[BRIEF]: In the telehealth passage below, reproduce word for word the stretch from "- CETF led efforts" through "for performance accountability.".

[DOCUMENT SEGMENT]:

Telehealth – Telemedicine is the ability to promote healthy behavior and provide medical care remotely using broadband connectivity between facilities, thus expanding access to vital services and improving the quality of care by linking critical expertise to medically-underserved communities. It also has the potential to help control healthcare costs by being able to monitor patients at home (decreasing follow-up visits) and synthesizing volumes of data on treatment protocols to improve patient outcomes. Promoting telehealth-telemedicine services also is an effective strategy to drive broadband deployment into rural communities and encourage adoption at home. CETF was a key partner working with the University of California and a consortium of State agencies, providers, and foundations to establish the California Telehealth Network (CTN). CETF delineated the vision for CTN to grow to a robust network with sufficient scale to become sustainable and function as an agile intermediary to connect medically underserved communities and populations with quality medical resources to improve access and population health.
Highlights of Results:
- CETF provided $3.6 million to match an initial grant of $22.1 million from the FCC to build the CTN network and contributed more than $1 million in operating seed capital as well as pro bono administrative and management support services to ensure success.
- CETF facilitated the establishment of CTN as a non-profit organization and prepared all the essential corporate policies and management procedures to stand up CTN as an independent operating entity. CETF strongly recommends that CTN return to being an independent California-based non-profit with all Directors residing in the state.
- CETF led efforts to secure additional funding for CTN, including helping obtain a $10 million NTIA ARRA grant, facilitating government approvals for UnitedHealth to redirect committed funds, and obtaining a $1 million grant from Kaiser Permanente.
- CETF secured pro bono assistance and provided funding to refine the business plan with a disciplined schedule to reach 1,000 sites by 2018, including a significant increase in participation by safety-net community clinics. CETF worked with CTN to develop the metrics and procedures for regularly tracking CTN utilization for performance accountability.
- CETF funded other healthcare leaders to coordinate services with CTN: UC Merced to connect initial telemedicine sites in the San Joaquin Valley (with California Partnership for the San Joaquin Valley and AT&T), California Dental Association (with Verizon), and Palo Alto Institute for Research and Education.

[GIVEN RECORDS]:
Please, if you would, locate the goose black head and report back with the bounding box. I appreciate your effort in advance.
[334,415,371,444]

==

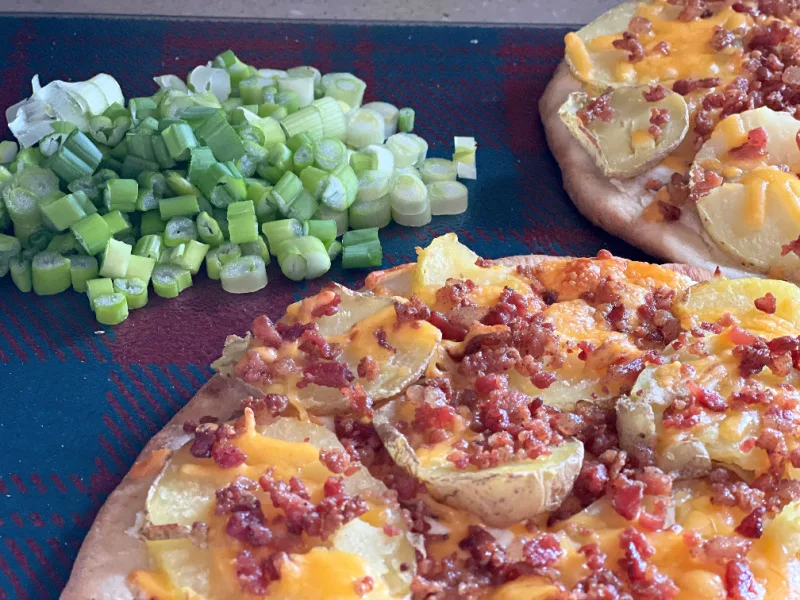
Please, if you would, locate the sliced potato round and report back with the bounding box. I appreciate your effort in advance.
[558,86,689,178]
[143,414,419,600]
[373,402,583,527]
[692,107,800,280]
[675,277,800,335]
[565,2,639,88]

==

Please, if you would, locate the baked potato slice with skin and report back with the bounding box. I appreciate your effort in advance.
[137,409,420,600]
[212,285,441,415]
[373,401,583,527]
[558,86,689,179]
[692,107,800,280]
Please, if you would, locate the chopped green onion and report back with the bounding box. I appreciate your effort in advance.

[WRITTEN ANSWER]:
- CETF led efforts to secure additional funding for CTN, including helping obtain a $10 million NTIA ARRA grant, facilitating government approvals for UnitedHealth to redirect committed funds, and obtaining a $1 million grant from Kaiser Permanente.
- CETF secured pro bono assistance and provided funding to refine the business plan with a disciplined schedule to reach 1,000 sites by 2018, including a significant increase in participation by safety-net community clinics. CETF worked with CTN to develop the metrics and procedures for regularly tracking CTN utilization for performance accountability.